● Instruction A
Under the indenture excerpt, what section of the Trust Indenture Act of 1939 must each opinion comply with?
● Instruction B
Reproduce the indenture excerpt verbatim, from "In determining whether" up to and including "to Section 5.01.".

● Given passage

• • •

Each such opinion shall comply with Section 314 of the Trust
Indenture Act of 1939 and shall include the statements provided for
in Section 11.05, if and to the extent required
hereby.
“ original issue date
” of any Security (or portion thereof) means the earlier of
(a) the date of such Security or (b) the date of any
Security (or portion thereof) for which such Security was issued
(directly or indirectly) on registration of transfer, exchange or
substitution.
“ Original Issue Discount
Security ” means any Security that provides for an amount
less than the principal amount thereof to be due and payable upon a
declaration of acceleration of the maturity thereof pursuant to
Section 5.01.
“ Outstanding ”,
when used with reference to Securities, shall, subject to the
provisions of Section 7.04, mean, as of any particular time,
all Securities authenticated and delivered by the Trustee under
this Indenture, except
(a) Securities theretofore cancelled
by the Trustee or delivered to the Trustee for
cancellation;
3
(b) Securities, or portions thereof,
for the payment or redemption of which moneys or U.S. Government
Obligations (as provided for in Section 10.01) in the
necessary amount shall have been deposited in trust with the
Trustee or with any paying agent (other than the Issuer) or shall
have been set aside, segregated and held in trust by the Issuer for
the Holders of such Securities (if the Issuer shall act as its own
paying agent); provided , that if such Securities, or
portions thereof, are to be redeemed prior to the maturity thereof,
notice of such redemption shall have been given as herein provided,
or provision satisfactory to the Trustee shall have been made for
giving such notice; and
(c) Securities in substitution for
which other Securities shall have been authenticated and delivered,
or which shall have been paid, pursuant to the terms of
Section 2.09 (except with respect to any such Security as to
which proof satisfactory to the Trustee is presented that such
Security is held by a Person in whose hands such Security is a
legal, valid and binding obligation of the Issuer), Securities
converted into Common Stock pursuant hereto and Securities not
deemed outstanding pursuant to Section 12.02.
In determining whether the Holders
of the requisite principal amount of Outstanding Securities of any
or all series have given any request, demand, authorization,
direction, notice, consent or waiver hereunder, the principal
amount of an Original Issue Discount Security that shall be deemed
to be Outstanding for such purposes shall be the amount of the
principal thereof that would be due and payable as of the date of
such determination upon a declaration of acceleration of the
maturity thereof pursuant to Section 5.01.

• • •

● Dataset content
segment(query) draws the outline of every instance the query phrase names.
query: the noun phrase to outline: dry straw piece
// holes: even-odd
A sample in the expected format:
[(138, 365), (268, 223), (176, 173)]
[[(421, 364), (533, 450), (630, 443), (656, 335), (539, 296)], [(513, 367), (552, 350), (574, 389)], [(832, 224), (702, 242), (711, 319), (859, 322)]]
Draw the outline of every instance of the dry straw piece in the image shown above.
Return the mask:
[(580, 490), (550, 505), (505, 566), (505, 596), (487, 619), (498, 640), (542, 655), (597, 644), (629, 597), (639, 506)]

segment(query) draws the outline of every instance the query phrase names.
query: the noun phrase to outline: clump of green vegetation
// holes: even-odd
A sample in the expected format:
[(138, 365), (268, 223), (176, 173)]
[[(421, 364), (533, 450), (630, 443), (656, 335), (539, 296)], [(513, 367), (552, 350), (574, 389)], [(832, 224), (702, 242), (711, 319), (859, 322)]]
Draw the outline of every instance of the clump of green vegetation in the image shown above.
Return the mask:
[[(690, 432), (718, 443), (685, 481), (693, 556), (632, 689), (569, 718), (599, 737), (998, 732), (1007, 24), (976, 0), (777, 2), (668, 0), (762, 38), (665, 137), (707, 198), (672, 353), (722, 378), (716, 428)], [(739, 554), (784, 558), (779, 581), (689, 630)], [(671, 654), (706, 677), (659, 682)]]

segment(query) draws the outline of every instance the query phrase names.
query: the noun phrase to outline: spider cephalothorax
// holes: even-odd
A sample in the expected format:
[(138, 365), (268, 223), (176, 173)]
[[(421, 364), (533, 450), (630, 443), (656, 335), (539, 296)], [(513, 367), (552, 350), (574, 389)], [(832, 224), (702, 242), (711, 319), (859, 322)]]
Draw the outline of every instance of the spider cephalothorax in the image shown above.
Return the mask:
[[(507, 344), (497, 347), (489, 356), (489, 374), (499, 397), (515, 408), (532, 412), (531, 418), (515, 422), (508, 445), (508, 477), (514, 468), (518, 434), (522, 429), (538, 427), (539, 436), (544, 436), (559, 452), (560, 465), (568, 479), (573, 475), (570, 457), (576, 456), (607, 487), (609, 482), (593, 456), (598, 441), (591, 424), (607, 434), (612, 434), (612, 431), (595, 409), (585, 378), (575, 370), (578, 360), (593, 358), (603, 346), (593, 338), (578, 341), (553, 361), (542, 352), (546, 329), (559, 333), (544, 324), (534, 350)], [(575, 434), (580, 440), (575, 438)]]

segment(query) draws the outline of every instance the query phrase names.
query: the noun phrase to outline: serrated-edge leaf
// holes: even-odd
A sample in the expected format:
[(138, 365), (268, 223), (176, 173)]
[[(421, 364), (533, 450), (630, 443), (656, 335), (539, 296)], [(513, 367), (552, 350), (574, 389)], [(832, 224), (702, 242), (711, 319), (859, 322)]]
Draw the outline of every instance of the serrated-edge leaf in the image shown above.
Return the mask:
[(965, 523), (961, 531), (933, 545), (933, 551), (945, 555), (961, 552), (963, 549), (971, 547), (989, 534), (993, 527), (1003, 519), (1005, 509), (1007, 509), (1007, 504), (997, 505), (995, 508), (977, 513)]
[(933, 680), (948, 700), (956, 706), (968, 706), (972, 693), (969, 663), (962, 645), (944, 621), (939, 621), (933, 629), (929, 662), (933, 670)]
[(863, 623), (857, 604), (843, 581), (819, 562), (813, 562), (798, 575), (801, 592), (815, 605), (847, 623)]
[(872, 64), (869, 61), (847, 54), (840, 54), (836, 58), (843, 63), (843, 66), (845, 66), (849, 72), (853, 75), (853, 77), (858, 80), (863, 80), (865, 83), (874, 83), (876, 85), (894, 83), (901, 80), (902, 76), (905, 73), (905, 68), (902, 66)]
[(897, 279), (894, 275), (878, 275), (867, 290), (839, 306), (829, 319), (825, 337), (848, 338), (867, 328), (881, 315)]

• • •

● Task answer A
Section 314

● Task answer B
In determining whether the Holders
of the requisite principal amount of Outstanding Securities of any
or all series have given any request, demand, authorization,
direction, notice, consent or waiver hereunder, the principal
amount of an Original Issue Discount Security that shall be deemed
to be Outstanding for such purposes shall be the amount of the
principal thereof that would be due and payable as of the date of
such determination upon a declaration of acceleration of the
maturity thereof pursuant to Section 5.01.